+++ SELECTED PASSAGE
In the problem ” Minimum Score Triangulation of Polygon” we are given a value array where each element in the array represents the value of a N-sided polygon when labeled in a clockwise direction.

Our task is to triangulate the polygon into N-2 triangles. The score to triangulate a triangle is the product of the values at its three vertices.  The total score to triangulate a polygon is the sum of all scores of all the triangulation.

We have to find the minimum score of triangulation of a polygon.

Example

values = [1,3,1,4,1,5]
13

Explanation:  We will get a minimum score for triangulation when we triangulate the polygon in this way:

1*1*3 + 1*1*4 + 1*1*5 + 1*1*1 = 13

Approach for Minimum Score Triangulation of Polygon Leetcode Solution

Keeping in mind that we have to triangulate the polygon into N-2 triangles and the triangles Should not be overlapping. Every edge of the polygon can be a part of at most one triangle as overlapping is not allowed.

So every edge of the polygon can form a triangle with N-2 remaining vertices. Refer to the image below.

Minimum Score Triangulation of Polygon Leetcode Solution

 

When we cut a triangle from the polygon we are left with a new smaller polygon. This led us to the point that we can break a problem into smaller subproblems.

Minimum Score Triangulation of Polygon Leetcode Solution

 

So if we want a minimum score for a polygon with vertex from 0-6 then the new subproblem is the minimum score for a polygon with vertex from 0-3 and 3-6.

hence the recursive relation becomes:

minScore( pos1, pos2) = minScore(pos1,i,A) + minScore(i,pos2,A) + A[pos1]*A[pos2]*A[i]

To overcome the recomputation of the same subproblem again and again we will use a memorization table. This will be a n*n array where the value at i,j will store the minimum score triangulation of polygon with vertices from i to j.
++++++
+++ PROVIDED DATA
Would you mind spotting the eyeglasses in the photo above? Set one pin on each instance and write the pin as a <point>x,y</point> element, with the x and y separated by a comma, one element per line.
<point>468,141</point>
++++++
**REQUIRED WORK**
A) Answer these from the triangulation text, one line each:
(i) Into how many triangles must the polygon be split?
(ii) How is the score of one triangle worked out?
(iii) What size is the memorization table?
B) In one to three sentences, say why the triangulation text uses a memorization table.
C) Write out everything in the triangulation text from "values = [1,3,1,4,1,5]" down to "the image below.", word for word.
You won't need the material for any of this.

**FINAL ANSWERS**
A)
(i) N-2 triangles.
(ii) It is the product of the values at its three vertices.
(iii) It is an n*n array.

B) The table keeps the same subproblem from being computed again and again. It is an n*n array, and the value at i,j stores the minimum score triangulation of the polygon with vertices from i to j.

C)
values = [1,3,1,4,1,5]
13

Explanation:  We will get a minimum score for triangulation when we triangulate the polygon in this way:

1*1*3 + 1*1*4 + 1*1*5 + 1*1*1 = 13

Approach for Minimum Score Triangulation of Polygon Leetcode Solution

Keeping in mind that we have to triangulate the polygon into N-2 triangles and the triangles Should not be overlapping. Every edge of the polygon can be a part of at most one triangle as overlapping is not allowed.

So every edge of the polygon can form a triangle with N-2 remaining vertices. Refer to the image below.